* _ENUNCIADO 1_
Reproduza, sem qualquer alteração, a parte do excerto sobre as memórias de Cavaco Silva que começa com as palavras "António Costa, continua, perante" e termina em "à política orçamental.".

* _EXCERTO DA PÁGINA_
────
Sobre os 105 dias em que ‘coabitou’ com o Governo da geringonça, Cavaco Silva confessa ter sido um tempo demasiado curto para ficar com um bom conhecimento da personalidade de António Costa.

“Retive a ideia de que era um homem pessoalmente simpático e bem-disposto, de sorriso fácil. Um hábil profissional da política, um artista da arte de nunca dizer não aos pedidos que lhe eram apresentados. Uma habilidade patente na sua política de equilíbrio entre a satisfação dos interesses do PCP e do BE e as exigências de disciplina orçamental da Comissão Europeia”, escreve.

António Costa, continua, perante os problemas complexos e graves mantém “uma atitude descontraída, sem revelar grande preocupação, como se tudo fossem meras trivialidades”.

“Os problemas acabariam por se resolver com o passar do tempo e não perturbavam o gosto que sentia em ser primeiro-ministro”, acrescenta, confessando que em relação à ação do Governo tinha em 2016 “sérias preocupações quanto ao futuro do país”.

Contudo, ao longo do ano a situação do país foi melhorando, com o Governo a ter uma “aceitação cordata” às mudanças impostas pela Comissão Europeia à política orçamental.

A essa “rendição da ideologia perante a realidade” juntou-se a percepção de que o PCP, “para consolar os militantes, poderia criticar em público a política econômica e financeira do Governo, mas não poria em causa a estabilidade governativa, neutralizando, assim, a ação dos sindicatos” e “o BE, por seu turno, estava deliciado com o usufruto do naco de poder que lhe cabia”.

“A ostensiva retórica do ‘virar a página da austeridade’ permitiu iludir durante algum tempo, mas não todo”, argumenta Cavaco Silva, notando a ausência de investimento público, o crescimento da carga fiscal ou o recurso às cativações.

Demissão de Portas

A “demissão irrevogável” de Paulo Portas, em julho de 2013, do governo PSD/CDS-PP, foi incompreensível e “absolutamente inaceitável” e teve como propósito destruir a credibilidade da ministra das Finanças, revelou ainda o ex-Presidente.

“Manifestei a minha total estupefação perante o que acabara de ouvir. Paulo Portas não me dera qualquer palavra, uma atitude inaceitável”, confessa Cavaco Silva no segundo volume das suas memórias.
────
* _ENUNCIADO 2_
Indique somente quantas linhas da listagem abaixo contêm a palavra "hair", levando em conta a diferença entre maiúsculas e minúsculas.
────
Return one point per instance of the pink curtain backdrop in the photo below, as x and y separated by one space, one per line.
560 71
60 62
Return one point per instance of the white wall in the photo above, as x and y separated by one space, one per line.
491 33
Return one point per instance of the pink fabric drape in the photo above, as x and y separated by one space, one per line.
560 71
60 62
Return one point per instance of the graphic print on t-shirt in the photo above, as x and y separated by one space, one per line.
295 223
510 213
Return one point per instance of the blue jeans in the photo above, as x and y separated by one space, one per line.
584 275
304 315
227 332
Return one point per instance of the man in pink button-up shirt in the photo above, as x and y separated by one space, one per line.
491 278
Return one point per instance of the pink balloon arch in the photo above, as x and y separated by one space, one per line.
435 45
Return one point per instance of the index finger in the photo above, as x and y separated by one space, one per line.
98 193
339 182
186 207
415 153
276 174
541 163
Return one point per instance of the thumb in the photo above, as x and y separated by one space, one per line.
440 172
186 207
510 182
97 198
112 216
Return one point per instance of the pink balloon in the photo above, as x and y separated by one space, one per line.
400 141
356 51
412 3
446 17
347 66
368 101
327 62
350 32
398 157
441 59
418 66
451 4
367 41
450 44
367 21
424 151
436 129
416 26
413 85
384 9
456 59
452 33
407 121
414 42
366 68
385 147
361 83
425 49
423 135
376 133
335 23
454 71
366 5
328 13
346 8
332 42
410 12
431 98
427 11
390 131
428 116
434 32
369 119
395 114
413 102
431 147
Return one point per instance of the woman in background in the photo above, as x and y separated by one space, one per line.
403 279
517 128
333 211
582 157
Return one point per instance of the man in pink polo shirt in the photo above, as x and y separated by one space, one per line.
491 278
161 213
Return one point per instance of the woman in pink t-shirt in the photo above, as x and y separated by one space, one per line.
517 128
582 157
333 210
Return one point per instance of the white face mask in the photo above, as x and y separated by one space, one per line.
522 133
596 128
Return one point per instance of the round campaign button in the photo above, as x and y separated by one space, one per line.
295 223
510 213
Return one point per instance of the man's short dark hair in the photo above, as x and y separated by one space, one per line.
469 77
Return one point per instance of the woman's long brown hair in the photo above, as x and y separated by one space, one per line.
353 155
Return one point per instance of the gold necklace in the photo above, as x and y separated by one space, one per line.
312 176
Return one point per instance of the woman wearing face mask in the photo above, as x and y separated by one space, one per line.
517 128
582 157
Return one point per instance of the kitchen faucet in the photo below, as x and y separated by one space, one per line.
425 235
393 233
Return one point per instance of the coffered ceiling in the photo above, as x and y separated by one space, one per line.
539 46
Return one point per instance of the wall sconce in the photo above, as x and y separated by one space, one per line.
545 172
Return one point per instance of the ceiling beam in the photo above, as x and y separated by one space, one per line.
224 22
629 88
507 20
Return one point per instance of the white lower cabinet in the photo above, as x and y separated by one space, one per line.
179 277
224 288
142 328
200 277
────
* _RESPOSTA ESCRITA 1_
António Costa, continua, perante os problemas complexos e graves mantém “uma atitude descontraída, sem revelar grande preocupação, como se tudo fossem meras trivialidades”.

“Os problemas acabariam por se resolver com o passar do tempo e não perturbavam o gosto que sentia em ser primeiro-ministro”, acrescenta, confessando que em relação à ação do Governo tinha em 2016 “sérias preocupações quanto ao futuro do país”.

Contudo, ao longo do ano a situação do país foi melhorando, com o Governo a ter uma “aceitação cordata” às mudanças impostas pela Comissão Europeia à política orçamental.

* _RESPOSTA ESCRITA 2_
2